*** Data for the task Section Begins ***

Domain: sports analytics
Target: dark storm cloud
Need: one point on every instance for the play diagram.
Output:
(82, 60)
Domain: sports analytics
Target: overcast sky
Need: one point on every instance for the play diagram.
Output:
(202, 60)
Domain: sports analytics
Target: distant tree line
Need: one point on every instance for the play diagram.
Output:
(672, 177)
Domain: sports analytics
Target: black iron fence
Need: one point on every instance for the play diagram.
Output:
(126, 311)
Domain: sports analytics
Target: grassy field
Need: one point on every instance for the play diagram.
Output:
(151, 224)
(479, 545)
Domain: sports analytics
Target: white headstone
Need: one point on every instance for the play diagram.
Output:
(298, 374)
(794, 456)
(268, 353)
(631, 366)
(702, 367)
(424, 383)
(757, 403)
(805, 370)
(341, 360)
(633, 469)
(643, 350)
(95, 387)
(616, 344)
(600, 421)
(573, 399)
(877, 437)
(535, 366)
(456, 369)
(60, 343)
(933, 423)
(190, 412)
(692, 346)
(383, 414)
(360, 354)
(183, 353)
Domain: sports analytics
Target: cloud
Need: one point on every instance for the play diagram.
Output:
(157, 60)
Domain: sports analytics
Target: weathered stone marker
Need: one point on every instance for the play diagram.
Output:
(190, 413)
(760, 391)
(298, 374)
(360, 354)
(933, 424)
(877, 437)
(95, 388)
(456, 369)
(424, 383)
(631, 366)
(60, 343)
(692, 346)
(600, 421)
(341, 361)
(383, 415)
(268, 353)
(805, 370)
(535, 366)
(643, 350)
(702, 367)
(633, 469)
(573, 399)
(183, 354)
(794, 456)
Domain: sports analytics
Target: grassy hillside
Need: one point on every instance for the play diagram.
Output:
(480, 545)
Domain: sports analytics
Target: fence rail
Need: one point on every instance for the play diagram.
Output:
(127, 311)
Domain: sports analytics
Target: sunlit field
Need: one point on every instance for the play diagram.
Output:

*** Data for the task Section Ends ***

Activity |
Say how many lines of the data hold the string "fence", with no other words in your reply.

Worked solution |
2